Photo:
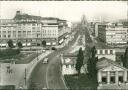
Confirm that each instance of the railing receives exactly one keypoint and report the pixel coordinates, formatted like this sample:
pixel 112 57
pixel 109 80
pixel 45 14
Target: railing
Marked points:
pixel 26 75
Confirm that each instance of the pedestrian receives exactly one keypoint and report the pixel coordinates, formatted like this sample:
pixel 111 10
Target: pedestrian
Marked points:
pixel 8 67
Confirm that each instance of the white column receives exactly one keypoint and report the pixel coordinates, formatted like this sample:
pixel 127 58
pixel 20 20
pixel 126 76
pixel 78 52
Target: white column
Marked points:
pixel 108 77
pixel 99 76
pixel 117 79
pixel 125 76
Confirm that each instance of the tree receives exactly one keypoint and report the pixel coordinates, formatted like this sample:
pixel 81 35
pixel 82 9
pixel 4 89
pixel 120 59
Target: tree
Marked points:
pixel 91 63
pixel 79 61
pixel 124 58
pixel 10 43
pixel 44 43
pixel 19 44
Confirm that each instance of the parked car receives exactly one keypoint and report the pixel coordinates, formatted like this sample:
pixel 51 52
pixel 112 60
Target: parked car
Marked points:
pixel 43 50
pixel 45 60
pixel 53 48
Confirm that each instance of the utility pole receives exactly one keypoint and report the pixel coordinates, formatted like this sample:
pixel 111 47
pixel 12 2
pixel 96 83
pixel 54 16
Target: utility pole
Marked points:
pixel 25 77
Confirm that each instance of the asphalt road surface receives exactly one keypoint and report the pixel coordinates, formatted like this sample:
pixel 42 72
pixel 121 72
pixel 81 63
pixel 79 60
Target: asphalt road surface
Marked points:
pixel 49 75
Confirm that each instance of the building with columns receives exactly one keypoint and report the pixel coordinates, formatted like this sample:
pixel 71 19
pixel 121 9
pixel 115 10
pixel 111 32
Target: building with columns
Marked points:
::::::::::
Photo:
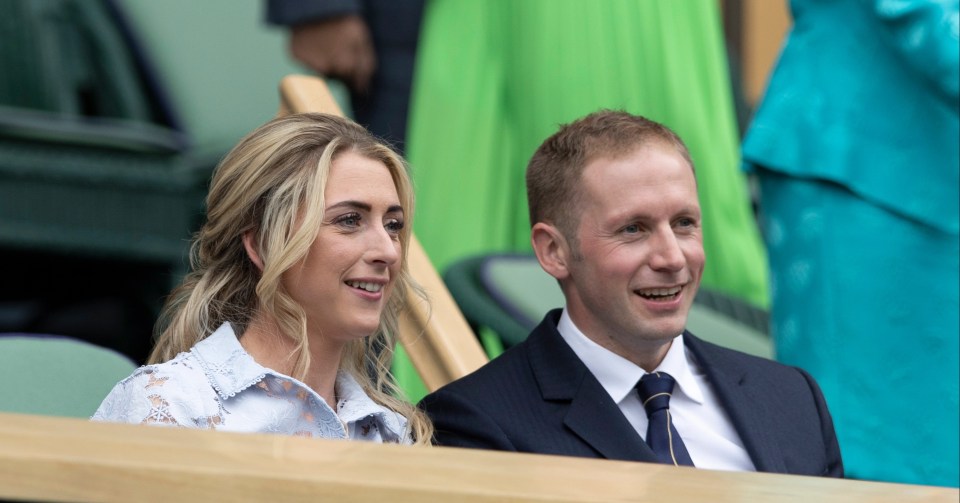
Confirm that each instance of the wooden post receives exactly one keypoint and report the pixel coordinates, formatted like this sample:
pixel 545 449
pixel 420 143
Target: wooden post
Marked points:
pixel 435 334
::::::::::
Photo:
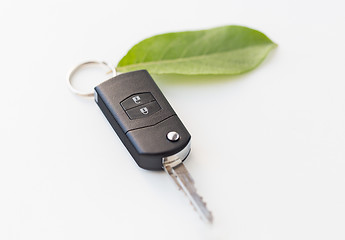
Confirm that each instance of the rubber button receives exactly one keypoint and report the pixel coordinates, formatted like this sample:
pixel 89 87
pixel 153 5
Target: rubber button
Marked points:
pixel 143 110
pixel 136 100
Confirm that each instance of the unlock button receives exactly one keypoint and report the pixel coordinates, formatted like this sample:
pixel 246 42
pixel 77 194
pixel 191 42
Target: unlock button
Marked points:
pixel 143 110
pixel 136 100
::::::::::
*WORK ITEM:*
In the data above, each line holding "utility" is to be found and copied.

*SOLUTION BELOW:*
Confirm that each instance of the utility pole receives exactly one keypoint and report the pixel coordinates, formatted like this sample:
Target: utility pole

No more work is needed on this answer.